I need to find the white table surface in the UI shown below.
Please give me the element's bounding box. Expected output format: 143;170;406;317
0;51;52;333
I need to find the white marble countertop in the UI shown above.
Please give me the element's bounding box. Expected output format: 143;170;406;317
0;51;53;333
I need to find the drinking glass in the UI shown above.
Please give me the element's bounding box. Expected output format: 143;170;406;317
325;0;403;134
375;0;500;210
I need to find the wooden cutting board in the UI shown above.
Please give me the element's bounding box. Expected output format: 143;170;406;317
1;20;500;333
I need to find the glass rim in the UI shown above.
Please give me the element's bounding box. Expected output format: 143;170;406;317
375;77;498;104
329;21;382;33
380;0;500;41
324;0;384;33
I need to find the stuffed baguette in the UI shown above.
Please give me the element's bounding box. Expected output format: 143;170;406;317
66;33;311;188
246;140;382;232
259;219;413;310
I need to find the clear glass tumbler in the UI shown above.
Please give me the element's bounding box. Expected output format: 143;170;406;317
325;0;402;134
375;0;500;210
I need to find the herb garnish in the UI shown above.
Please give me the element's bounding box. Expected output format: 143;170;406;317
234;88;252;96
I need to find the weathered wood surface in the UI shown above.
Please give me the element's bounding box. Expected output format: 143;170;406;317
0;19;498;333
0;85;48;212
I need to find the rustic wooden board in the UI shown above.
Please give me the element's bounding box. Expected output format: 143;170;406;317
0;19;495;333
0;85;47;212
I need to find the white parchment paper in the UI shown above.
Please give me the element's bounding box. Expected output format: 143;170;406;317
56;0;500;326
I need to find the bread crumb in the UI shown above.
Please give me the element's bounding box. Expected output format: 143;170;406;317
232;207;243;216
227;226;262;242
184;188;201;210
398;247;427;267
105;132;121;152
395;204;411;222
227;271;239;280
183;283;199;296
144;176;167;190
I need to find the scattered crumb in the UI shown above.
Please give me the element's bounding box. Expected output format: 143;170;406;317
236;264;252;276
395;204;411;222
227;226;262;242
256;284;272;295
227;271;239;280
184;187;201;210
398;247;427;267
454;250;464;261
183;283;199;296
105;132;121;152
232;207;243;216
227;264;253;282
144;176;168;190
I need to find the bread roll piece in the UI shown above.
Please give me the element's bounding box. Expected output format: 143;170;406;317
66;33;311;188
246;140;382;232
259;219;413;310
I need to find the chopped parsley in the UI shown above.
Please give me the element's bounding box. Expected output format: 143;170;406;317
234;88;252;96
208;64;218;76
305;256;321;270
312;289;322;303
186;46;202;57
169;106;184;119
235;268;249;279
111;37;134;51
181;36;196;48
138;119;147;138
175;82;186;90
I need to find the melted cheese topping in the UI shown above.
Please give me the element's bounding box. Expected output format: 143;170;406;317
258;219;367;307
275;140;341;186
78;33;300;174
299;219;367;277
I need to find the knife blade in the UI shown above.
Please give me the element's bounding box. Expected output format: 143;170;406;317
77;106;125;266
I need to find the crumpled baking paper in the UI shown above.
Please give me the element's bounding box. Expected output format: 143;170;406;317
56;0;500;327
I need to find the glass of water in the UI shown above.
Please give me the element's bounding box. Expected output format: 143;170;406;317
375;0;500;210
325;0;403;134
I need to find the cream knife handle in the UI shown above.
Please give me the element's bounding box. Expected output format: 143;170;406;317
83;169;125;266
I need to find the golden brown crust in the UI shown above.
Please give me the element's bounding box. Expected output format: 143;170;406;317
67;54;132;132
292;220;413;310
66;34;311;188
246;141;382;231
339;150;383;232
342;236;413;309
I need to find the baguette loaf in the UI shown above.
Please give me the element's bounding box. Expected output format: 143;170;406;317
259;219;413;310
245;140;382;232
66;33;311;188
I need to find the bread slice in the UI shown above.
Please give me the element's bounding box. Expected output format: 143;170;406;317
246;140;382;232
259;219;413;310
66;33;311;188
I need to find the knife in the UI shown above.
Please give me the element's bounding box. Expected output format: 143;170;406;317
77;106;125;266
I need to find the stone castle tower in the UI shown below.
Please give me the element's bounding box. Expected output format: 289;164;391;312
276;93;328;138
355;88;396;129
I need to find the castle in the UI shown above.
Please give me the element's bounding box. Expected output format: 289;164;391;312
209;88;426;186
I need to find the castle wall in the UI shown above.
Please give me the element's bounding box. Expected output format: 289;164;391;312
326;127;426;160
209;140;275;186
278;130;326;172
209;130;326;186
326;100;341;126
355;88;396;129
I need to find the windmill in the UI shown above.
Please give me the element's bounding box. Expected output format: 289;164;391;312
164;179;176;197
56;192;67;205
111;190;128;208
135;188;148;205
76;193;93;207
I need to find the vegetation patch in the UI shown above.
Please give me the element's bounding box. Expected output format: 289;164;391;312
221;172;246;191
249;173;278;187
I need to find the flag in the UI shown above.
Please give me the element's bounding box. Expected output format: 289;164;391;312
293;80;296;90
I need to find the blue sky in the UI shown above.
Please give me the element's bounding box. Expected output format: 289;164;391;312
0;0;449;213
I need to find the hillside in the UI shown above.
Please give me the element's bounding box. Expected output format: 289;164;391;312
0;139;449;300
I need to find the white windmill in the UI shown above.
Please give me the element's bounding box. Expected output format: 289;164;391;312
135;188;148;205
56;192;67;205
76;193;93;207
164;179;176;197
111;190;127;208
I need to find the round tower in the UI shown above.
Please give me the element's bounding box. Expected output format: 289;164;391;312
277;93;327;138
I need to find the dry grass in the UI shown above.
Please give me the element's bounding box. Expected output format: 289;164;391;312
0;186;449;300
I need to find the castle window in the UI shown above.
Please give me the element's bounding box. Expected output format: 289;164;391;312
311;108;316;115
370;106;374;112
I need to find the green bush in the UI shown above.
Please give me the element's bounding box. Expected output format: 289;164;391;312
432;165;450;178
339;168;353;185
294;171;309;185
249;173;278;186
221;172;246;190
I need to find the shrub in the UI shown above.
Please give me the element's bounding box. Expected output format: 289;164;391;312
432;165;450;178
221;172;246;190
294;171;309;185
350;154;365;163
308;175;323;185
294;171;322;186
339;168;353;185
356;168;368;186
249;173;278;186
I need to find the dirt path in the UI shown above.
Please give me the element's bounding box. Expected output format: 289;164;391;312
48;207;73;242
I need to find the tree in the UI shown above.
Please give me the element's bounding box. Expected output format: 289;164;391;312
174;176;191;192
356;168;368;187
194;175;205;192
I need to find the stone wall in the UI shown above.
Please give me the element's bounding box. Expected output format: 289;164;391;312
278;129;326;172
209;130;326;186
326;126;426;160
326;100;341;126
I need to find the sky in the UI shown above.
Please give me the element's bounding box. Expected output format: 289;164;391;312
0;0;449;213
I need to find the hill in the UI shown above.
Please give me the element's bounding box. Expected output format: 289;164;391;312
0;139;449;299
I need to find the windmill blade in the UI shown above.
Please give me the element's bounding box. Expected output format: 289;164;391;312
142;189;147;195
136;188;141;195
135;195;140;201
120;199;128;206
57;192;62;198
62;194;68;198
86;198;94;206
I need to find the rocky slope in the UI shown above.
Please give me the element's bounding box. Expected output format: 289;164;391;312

○ ○ ○ ○ ○ ○ ○

Transcribe the records above from the line holding "I need to find the weathered" down to the line holding "I need to find the bread crumb", inclusive, without adding anything.

I need to find the weathered wood surface in the UI shown above.
Please give me the element's bounding box. Expected output format: 143;170;406;317
0;19;498;333
0;85;48;212
I need to find the rustic wooden board in the UI shown above.
Please give me the element's bounding box. Expected output format: 143;170;406;317
0;19;495;333
0;85;47;212
I need to find the white parchment paper in the UI shown above.
Please give me the element's bounding box. Expected output format: 143;170;406;317
56;0;500;326
I need to find the bread crumb in the UI shown above.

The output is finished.